» **本文**:
####

泣ける本の話


わたしは、本や映画や音楽や写真といったもので感情を揺さぶられて「泣く」という経験が、あまり無い。周りに合わせて涙を流して「この話、ちょー感動したね」なんて頷いてみせることは付き合い上、多々あるけれど、実際に自分のオリジナルの感情で感動して泣いたことは本当に少なくて片手も持て余すくらいの回数ほどしかない。
その片手の人さし指くらいに入る「自分の感情で泣く」ものに、重松清さんの「まゆみのマーチ」という小説がある。現在社会人である主人公の、同じく現在は社会人である妹「まゆみ」が、小学生の頃にとある原因がきっかけでしばらく学校に行けなくなってしまっていた頃の話を2人で回想するーーーという、かなり端折って簡単に言うとこんな感じの話である。かなり端折って簡単に言いすぎたのか、こうしてみると全然こんな話じゃない気がする。ごめんなさいわたしあらすじとかそういうの下手くそなの。とてもいい話なの。ぜひ読んでね。 重松清さんの作品はどれもこれも好きなのだが、なぜかこの「まゆみのマーチ」だけ、わたしは涙を流さずには読むことができない。

####

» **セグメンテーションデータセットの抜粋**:

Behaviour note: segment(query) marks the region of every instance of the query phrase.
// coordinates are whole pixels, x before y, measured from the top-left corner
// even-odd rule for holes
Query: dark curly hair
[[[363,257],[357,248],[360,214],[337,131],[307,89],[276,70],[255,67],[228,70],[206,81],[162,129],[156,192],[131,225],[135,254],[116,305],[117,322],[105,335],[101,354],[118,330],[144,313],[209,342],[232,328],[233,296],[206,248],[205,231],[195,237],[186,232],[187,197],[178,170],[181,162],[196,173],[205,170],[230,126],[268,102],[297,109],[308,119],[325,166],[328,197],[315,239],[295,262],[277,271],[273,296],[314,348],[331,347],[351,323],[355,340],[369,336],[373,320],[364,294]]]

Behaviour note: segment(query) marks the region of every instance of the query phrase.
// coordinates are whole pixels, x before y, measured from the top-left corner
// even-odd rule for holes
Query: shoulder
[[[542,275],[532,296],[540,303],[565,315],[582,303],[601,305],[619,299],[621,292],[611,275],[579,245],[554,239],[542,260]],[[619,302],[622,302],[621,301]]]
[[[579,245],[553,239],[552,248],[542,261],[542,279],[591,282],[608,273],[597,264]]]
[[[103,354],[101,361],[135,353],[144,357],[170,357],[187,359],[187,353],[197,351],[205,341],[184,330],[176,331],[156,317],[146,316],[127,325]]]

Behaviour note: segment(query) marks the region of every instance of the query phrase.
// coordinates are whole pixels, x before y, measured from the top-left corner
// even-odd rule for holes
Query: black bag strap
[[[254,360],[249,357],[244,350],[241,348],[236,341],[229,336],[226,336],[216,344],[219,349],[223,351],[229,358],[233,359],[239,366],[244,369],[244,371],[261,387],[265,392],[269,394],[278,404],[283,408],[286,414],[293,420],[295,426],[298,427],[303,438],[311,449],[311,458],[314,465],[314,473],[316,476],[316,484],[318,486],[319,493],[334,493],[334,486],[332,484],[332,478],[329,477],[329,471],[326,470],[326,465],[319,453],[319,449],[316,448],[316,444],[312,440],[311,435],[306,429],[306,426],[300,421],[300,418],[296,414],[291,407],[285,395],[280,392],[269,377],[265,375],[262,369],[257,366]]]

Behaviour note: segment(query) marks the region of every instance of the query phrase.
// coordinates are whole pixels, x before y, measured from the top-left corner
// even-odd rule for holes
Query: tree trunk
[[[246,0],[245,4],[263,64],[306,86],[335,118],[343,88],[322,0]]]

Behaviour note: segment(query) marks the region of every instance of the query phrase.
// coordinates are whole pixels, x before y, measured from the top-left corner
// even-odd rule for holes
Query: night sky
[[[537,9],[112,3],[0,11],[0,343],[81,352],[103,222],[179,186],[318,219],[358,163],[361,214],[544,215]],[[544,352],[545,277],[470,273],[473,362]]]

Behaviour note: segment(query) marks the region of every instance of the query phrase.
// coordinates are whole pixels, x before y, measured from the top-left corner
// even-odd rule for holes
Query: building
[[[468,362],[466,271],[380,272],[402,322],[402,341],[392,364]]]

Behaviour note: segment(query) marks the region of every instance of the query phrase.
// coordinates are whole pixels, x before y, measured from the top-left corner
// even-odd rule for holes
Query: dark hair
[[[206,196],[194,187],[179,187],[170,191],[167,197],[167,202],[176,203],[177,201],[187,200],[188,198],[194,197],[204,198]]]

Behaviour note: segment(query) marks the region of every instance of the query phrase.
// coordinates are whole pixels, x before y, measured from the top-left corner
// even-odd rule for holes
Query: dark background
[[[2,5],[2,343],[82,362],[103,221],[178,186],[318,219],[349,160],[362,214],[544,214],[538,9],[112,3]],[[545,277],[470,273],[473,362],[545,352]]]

####

» **取り組む作業**:
#1 泣ける本についての文章にある次の一文を英語に訳す：「重松清さんの作品はどれもこれも好きなのだが、なぜかこの「まゆみのマーチ」だけ、わたしは涙を流さずには読むことができない。」
#2 泣ける本についての文章を最後の一文の後から引き取り、続きを書く。

» **解答**:
#1 I love every one of Kiyoshi Shigematsu's works, but for some reason, "Mayumi's March" is the only one I cannot read without shedding tears.

#2
わたし自身が小学2年生の頃、ちょっとした事件があってから不登校だったからその頃の自分に重ね合わせて、とかそんな恥ずかしいセンチメンタルからくる涙ではない。理由は分からないけれど、なぜか気がついたら顔面が塩水まみれで、途中から嗚咽なしではページをめくれなくなっちゃうのだ。
不思議だなあ。
……オチも何もへったくれもない話でした。
なんか、わたしってエッセイ向いてない。と途中で気がついて本当はここで終わらせようと思ったのだけど、ひとつわたしが普段からかねがね思ってることを書いてみる。
「泣く」ということは「ただ涙を流す」ということとは違うと思うのだ。
「泣く」というのは、心の底から湧き上がった感情が、綺麗な結晶として涙に混ざり、それが目尻から溢れ出した、というこの行為のことだと思う。ただ汚い塩水を目尻から垂れ流すのとは色々違うと思う。
昔読んだなにかの本の中で、とあるAV監督がこんなようなことを言っておられた。「相手の目を見ず、心を通わせようとせずに、最初から最後まで目をつぶってただ喘いでイくだけの子がいる。そんな行為はセッ●スとは言わない。ただ相手の性器を使ったマスターベーションをしているだけだ。僕らの業界ではこれを『絡み』って呼んでる。」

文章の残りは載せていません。